**Exercise prompt**
Given the listing below, write out exactly the lines starting with the line that has "Each instance of the white bedspread" and going on through the line that has "Each instance of the painting", both kept.

Input material: Begin

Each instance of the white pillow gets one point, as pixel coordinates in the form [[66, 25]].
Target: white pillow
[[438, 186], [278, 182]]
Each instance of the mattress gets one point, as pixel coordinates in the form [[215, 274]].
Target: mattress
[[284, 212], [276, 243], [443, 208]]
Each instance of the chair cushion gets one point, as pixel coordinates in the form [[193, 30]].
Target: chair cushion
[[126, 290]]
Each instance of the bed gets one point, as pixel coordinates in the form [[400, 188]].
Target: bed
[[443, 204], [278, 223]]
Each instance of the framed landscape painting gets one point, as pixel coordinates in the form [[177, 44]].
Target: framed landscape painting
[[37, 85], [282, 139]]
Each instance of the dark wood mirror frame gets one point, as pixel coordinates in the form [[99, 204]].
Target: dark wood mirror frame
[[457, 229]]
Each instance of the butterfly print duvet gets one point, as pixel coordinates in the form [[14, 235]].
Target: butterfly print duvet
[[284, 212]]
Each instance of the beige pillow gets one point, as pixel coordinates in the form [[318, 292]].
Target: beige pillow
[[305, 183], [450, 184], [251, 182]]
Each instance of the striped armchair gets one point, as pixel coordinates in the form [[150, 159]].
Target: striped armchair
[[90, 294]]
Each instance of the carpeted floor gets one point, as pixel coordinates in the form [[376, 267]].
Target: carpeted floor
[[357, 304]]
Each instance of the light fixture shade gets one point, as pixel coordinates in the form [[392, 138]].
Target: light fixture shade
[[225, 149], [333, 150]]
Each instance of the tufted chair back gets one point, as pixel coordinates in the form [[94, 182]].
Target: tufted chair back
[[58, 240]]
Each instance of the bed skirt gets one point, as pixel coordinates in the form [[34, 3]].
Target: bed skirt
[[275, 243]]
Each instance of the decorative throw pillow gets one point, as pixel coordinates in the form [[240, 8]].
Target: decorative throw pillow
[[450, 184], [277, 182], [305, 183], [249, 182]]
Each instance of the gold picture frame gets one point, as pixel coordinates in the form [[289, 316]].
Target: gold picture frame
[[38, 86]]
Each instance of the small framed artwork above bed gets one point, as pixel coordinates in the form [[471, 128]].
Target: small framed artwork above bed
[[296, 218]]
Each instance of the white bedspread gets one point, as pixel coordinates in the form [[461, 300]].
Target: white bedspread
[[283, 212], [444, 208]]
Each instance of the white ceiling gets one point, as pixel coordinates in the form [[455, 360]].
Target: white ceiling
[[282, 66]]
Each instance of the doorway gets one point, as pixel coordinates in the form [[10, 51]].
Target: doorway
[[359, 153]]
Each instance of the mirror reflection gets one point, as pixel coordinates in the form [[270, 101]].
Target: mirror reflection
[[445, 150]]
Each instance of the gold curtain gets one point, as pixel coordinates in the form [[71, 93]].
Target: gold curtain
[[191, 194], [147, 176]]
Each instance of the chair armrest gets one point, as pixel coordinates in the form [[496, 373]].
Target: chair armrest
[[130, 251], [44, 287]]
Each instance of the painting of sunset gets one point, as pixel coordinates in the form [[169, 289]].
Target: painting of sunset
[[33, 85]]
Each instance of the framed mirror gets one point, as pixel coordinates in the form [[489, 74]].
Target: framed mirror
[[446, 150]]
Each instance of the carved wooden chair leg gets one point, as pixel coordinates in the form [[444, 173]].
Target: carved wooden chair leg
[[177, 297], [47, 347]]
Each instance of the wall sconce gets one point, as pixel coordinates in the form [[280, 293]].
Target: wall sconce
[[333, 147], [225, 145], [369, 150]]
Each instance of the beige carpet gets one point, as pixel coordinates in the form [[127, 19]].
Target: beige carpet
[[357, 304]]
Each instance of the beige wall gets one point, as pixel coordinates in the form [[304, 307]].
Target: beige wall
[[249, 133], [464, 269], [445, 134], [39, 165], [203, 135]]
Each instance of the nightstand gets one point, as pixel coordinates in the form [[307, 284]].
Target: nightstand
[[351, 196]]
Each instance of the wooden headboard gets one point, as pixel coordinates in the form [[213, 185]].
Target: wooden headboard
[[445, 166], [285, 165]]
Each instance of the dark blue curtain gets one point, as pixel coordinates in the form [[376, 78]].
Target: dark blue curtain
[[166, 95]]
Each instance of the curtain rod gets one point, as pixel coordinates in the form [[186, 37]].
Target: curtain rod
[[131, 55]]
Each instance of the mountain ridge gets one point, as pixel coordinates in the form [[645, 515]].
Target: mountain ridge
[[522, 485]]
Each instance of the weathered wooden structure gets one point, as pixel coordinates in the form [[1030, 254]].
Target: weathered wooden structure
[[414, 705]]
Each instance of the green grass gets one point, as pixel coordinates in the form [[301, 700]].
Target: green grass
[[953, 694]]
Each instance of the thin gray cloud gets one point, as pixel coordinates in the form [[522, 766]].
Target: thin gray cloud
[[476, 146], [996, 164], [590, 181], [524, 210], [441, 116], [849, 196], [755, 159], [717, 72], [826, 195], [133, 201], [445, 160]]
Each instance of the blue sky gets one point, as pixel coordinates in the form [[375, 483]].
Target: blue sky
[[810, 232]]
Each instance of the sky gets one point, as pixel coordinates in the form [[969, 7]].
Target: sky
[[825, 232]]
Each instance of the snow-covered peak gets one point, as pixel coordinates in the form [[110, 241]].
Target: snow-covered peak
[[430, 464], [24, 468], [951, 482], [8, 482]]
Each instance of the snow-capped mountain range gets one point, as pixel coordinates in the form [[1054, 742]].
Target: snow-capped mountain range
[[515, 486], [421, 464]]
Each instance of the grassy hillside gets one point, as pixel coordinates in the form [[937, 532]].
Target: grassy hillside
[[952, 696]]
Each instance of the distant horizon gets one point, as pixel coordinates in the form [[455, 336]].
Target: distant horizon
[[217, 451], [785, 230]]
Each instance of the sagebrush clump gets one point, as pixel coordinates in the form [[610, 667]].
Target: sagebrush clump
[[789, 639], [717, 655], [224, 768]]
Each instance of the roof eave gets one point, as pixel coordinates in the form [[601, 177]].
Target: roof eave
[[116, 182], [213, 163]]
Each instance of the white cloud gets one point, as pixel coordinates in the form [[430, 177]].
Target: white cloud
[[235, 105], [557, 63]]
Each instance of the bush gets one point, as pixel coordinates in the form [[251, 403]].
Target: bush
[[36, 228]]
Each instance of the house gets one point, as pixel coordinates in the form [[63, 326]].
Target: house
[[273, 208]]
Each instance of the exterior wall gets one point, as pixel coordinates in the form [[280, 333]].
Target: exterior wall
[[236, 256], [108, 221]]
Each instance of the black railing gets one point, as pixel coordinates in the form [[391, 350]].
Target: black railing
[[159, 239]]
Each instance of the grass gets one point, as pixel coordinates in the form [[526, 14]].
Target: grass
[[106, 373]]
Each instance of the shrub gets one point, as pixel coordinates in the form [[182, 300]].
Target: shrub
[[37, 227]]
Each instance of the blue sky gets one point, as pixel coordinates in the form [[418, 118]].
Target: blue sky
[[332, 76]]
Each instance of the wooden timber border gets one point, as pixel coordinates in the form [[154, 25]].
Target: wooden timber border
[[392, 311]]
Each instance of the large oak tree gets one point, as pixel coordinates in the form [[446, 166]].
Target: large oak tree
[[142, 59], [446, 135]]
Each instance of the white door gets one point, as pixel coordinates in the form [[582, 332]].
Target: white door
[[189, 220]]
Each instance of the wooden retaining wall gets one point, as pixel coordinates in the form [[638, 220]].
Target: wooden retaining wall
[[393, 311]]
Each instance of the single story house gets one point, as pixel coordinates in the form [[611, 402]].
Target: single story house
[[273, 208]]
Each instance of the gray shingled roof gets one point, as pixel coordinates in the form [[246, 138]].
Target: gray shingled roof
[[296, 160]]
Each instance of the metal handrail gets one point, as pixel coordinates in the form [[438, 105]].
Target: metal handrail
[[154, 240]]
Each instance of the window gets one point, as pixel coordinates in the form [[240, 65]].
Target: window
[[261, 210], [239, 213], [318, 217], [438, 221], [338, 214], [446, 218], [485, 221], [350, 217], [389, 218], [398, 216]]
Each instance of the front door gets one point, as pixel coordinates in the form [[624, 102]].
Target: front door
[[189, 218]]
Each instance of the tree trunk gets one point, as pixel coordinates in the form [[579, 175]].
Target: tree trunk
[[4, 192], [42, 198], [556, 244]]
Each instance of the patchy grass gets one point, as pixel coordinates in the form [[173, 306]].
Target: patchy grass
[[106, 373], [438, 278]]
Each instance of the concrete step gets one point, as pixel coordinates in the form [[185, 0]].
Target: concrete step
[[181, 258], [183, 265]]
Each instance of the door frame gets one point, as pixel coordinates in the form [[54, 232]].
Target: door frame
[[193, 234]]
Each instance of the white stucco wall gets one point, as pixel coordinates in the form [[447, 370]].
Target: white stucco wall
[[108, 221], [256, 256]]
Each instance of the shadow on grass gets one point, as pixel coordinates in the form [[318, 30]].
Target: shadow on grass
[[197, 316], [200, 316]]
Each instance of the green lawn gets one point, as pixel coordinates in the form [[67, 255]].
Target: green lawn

Input material: End

**Reply**
Each instance of the white bedspread gets one point, as pixel coordinates in the form [[461, 300]].
Target: white bedspread
[[283, 212], [444, 208]]
Each instance of the white ceiling gets one point, as pixel coordinates in the form [[455, 360]].
Target: white ceiling
[[282, 66]]
Each instance of the doorway gets one point, as pixel coordinates in the form [[10, 51]].
Target: doorway
[[359, 153]]
Each instance of the mirror reflection gets one point, as pixel coordinates in the form [[270, 101]].
Target: mirror reflection
[[445, 150]]
Each instance of the gold curtain gets one point, as pixel coordinates in the form [[71, 93]].
Target: gold curtain
[[191, 194], [147, 176]]
Each instance of the chair armrest gets one point, as pixel coordinates in the form [[496, 373]].
Target: chair armrest
[[130, 251], [44, 287]]
Each instance of the painting of sunset gets one point, as pixel coordinates in the form [[169, 289]].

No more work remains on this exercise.